#### [Tasks for this exercise]
a. In the post about improving one's writing, why do the odd "stick-on" metaphors show up in the writer's text?
b. From the post about improving one's writing, write out word for word the passage from "As you will" up to and including "will have advice?".

#### [Page]

As you will probably have noticed before the end of this question, I’m a relatively mediocre writer. I mean, I’m not that bad, I know a lot of people who are worse at it than I am, but I still often notice a pattern in basically everything I write: exceedingly long and complex sentences, giving masses of detail with little apparent regard for how much information the person at the other end actually needs, "stick-on" weird metaphors which appear randomly every time I’m afraid I’m being too technical or annoying (so you get a wall of annoying text with a bit of canned laughter in the middle…), vague sentences that go around for a while as I’m slowly figuring out what I mean to say, long paragraphs, etc. Also, I spend ages proofreading anything I write and worrying about it…
Anyway, I’d like to get better at it. And LW is full of good writers, so surely someone will have advice?

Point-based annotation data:
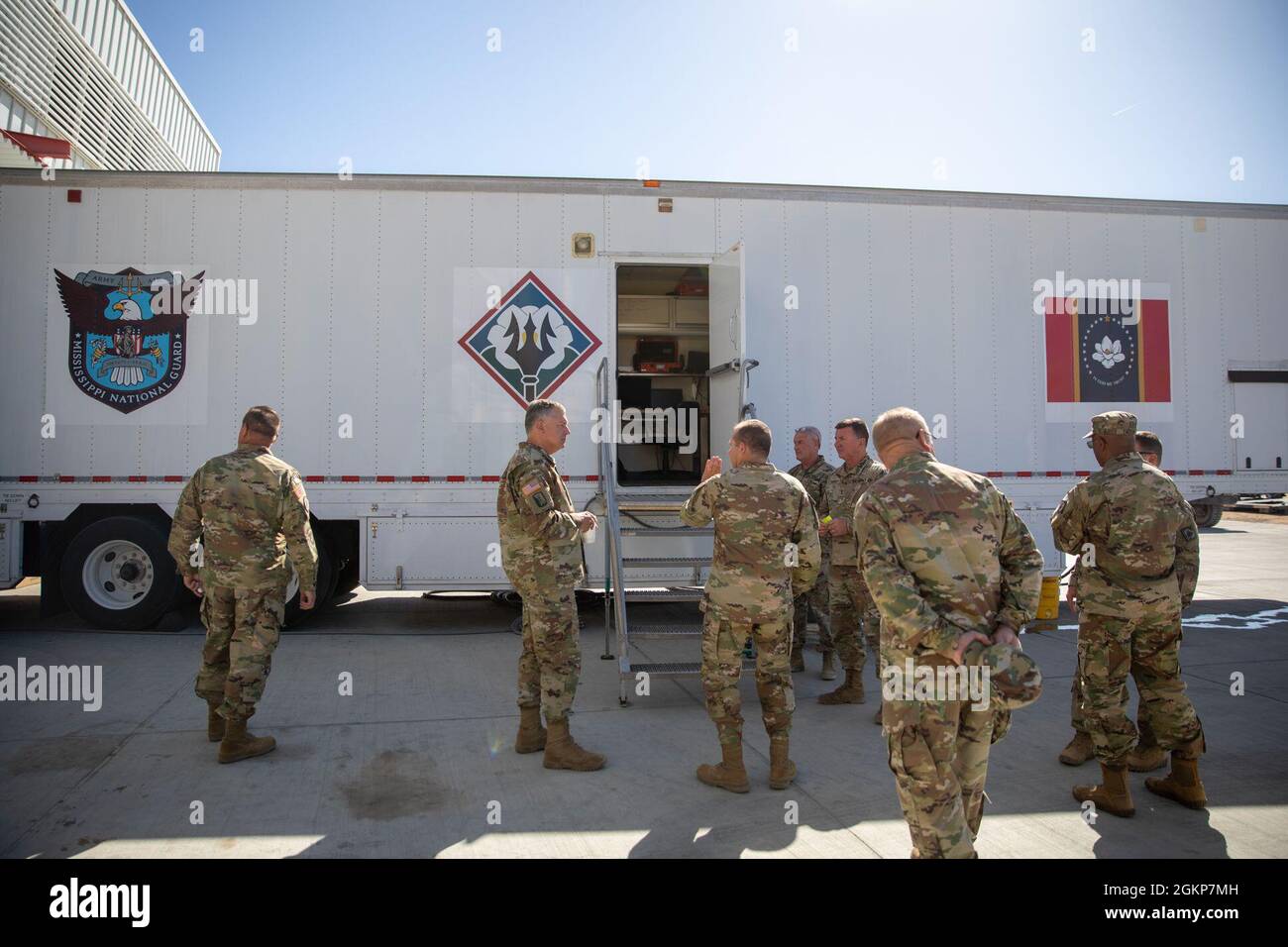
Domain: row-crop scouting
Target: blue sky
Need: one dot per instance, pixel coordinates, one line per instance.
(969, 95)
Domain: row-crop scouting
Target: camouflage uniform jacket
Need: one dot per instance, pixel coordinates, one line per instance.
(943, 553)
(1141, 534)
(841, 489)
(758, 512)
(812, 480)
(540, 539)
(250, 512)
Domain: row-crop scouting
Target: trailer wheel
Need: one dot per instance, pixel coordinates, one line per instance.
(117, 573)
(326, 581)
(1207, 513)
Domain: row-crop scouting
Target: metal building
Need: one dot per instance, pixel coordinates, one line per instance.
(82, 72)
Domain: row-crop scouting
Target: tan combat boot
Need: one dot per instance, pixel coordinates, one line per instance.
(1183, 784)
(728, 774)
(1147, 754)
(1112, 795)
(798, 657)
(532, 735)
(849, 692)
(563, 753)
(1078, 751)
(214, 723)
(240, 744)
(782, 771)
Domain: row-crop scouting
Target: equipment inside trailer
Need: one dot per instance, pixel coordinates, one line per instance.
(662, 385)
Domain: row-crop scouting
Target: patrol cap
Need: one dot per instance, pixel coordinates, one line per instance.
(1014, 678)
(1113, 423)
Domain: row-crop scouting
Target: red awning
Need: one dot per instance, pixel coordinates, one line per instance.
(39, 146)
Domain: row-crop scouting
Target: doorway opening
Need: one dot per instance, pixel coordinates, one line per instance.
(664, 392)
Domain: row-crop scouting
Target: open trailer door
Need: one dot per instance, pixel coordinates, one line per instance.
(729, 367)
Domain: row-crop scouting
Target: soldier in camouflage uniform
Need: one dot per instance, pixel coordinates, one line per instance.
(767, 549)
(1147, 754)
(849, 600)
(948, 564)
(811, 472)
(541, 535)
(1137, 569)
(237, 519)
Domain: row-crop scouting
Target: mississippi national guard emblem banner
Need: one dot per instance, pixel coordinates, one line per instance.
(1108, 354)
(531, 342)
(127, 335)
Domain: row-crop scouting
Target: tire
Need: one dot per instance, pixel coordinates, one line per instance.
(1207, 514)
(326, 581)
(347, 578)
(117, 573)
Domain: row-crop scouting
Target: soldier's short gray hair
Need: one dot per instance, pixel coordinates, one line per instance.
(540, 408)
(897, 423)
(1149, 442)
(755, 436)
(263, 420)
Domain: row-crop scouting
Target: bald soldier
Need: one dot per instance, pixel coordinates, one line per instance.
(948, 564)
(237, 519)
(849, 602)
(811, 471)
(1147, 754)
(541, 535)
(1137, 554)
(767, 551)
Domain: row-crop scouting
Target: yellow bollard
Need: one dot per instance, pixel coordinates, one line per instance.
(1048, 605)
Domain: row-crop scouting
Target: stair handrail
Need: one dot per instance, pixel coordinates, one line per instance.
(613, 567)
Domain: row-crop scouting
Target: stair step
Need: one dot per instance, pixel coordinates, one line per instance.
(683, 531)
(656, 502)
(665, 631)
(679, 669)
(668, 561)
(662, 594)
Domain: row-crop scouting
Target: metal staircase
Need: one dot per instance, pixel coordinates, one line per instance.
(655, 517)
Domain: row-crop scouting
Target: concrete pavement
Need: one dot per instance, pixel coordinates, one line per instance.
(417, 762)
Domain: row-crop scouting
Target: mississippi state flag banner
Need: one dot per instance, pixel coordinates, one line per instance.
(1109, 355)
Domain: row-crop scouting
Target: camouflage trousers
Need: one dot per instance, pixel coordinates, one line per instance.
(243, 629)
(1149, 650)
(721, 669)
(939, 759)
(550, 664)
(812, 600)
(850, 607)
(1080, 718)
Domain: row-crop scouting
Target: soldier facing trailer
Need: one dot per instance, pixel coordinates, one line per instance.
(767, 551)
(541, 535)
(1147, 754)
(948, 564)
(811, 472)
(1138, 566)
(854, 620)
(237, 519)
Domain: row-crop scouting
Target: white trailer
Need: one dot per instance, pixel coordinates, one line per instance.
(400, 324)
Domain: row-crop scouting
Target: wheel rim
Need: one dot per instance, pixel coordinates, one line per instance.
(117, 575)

#### [Answers to the exercises]
a. They appear whenever the writer fears being too technical or annoying. The result is a wall of annoying text with a bit of canned laughter in the middle.

b.
As you will probably have noticed before the end of this question, I’m a relatively mediocre writer. I mean, I’m not that bad, I know a lot of people who are worse at it than I am, but I still often notice a pattern in basically everything I write: exceedingly long and complex sentences, giving masses of detail with little apparent regard for how much information the person at the other end actually needs, "stick-on" weird metaphors which appear randomly every time I’m afraid I’m being too technical or annoying (so you get a wall of annoying text with a bit of canned laughter in the middle…), vague sentences that go around for a while as I’m slowly figuring out what I mean to say, long paragraphs, etc. Also, I spend ages proofreading anything I write and worrying about it…
Anyway, I’d like to get better at it. And LW is full of good writers, so surely someone will have advice?